SEITENAUSZUG:

=====

Kein Dienst soll euch zu minder sein

Sie gingen von dort weg und zogen durch Galiläa. Er wollte aber nicht, dass jemand davon erfuhr; denn er belehrte seine Jünger und sagte zu ihnen: Der Menschensohn wird in die Hände von Menschen ausgeliefert und sie werden ihn töten; doch drei Tage nach seinem Tod wird er auferstehen. Aber sie verstanden das Wort nicht, fürchteten sich jedoch, ihn zu fragen.

Sie kamen nach Kafarnaum. Als er dann im Haus war, fragte er sie: Worüber habt ihr auf dem Weg gesprochen? Sie schwiegen, denn sie hatten auf dem Weg miteinander darüber gesprochen, wer der Größte sei. Da setzte er sich, rief die Zwölf und sagte zu ihnen: Wer der Erste sein will, soll der Letzte von allen und der Diener aller sein. Und er stellte ein Kind in ihre Mitte, nahm es in seine Arme und sagte zu ihnen: Wer ein solches Kind in meinem Namen aufnimmt, der nimmt mich auf; und wer mich aufnimmt, der nimmt nicht nur mich auf, sondern den, der mich gesandt hat.

=====

DATENSATZINHALT:
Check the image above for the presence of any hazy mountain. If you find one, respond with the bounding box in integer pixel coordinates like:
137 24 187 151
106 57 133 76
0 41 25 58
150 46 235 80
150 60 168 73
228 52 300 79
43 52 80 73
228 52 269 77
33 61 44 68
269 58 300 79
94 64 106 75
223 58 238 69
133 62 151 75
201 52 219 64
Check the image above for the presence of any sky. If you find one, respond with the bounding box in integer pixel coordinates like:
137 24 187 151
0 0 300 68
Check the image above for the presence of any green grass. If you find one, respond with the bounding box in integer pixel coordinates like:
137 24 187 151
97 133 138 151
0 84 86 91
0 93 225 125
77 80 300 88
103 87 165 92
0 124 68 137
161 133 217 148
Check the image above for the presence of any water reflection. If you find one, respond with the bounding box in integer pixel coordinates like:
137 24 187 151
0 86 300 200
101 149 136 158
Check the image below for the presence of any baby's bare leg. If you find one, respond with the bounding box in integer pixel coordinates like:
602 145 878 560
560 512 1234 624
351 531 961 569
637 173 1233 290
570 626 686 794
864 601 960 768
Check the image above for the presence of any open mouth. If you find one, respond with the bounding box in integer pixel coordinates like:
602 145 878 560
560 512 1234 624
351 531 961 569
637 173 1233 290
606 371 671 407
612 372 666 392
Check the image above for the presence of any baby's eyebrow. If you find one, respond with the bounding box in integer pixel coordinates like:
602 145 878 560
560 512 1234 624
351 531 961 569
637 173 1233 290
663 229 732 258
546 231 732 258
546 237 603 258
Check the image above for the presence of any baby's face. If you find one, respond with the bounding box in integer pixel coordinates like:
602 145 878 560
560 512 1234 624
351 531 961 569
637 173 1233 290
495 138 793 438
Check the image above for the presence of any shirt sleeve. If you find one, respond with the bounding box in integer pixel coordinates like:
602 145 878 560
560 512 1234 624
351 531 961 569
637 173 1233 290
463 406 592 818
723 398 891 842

=====

ARBEITSAUFTRÄGE:
(a) Gib die Zeilen der Auflistung von der Zeile mit „Check the image above for the presence of any baby's eyebrow.“ bis zum Ende der Auflistung erneut aus und setze dabei „infant's“ an die Stelle von „baby's“. Alles andere bleibt unverändert.
(b) Schreibe den Auszug über den Rangstreit der Jünger nach seinem letzten Satz weiter.
Der Auszug über den Rangstreit der Jünger und die Auflistung stammen aus verschiedenen Quellen.

ANTWORTEN JE AUFTRAG:
(a)
Check the image above for the presence of any infant's eyebrow. If you find one, respond with the bounding box in integer pixel coordinates like:
602 145 878 560
560 512 1234 624
351 531 961 569
637 173 1233 290
663 229 732 258
546 231 732 258
546 237 603 258
Check the image above for the presence of any infant's face. If you find one, respond with the bounding box in integer pixel coordinates like:
602 145 878 560
560 512 1234 624
351 531 961 569
637 173 1233 290
495 138 793 438
Check the image above for the presence of any shirt sleeve. If you find one, respond with the bounding box in integer pixel coordinates like:
602 145 878 560
560 512 1234 624
351 531 961 569
637 173 1233 290
463 406 592 818
723 398 891 842

(b)
„Sie gingen von dort weg“ – von wo weg? Dazu müssten wir das vorhergehende Ereignis lesen. Jesus hatte einen jungen Mann von seiner Selbstzerstörungskraft befreit. Sie steckte so tief in dem Mann, dass sie unzähmbar erschien. Jesus bezwang sie trotzdem und das erregte großes Aufsehen. Mit Sensation, Schaulust und Bewunderung hatte Jesus nie Freude, jetzt erst recht nicht, denn er hatte schon den Weg nach Jerusalem eingeschlagen, wo ihn schweres Leiden erwartete. „Sie zogen durch Galiläa“ ist ungenau übersetzt. Wörtlich heißt es: „Sie gingen vorbei durch Galiläa“. Das heißt: Am Weg durch Galiläa wichen sie jeder Siedlung aus. Sie mieden Begegnungen. Das sind wir von Jesus nicht gewohnt. Warum verhält er sich so kontaktscheu?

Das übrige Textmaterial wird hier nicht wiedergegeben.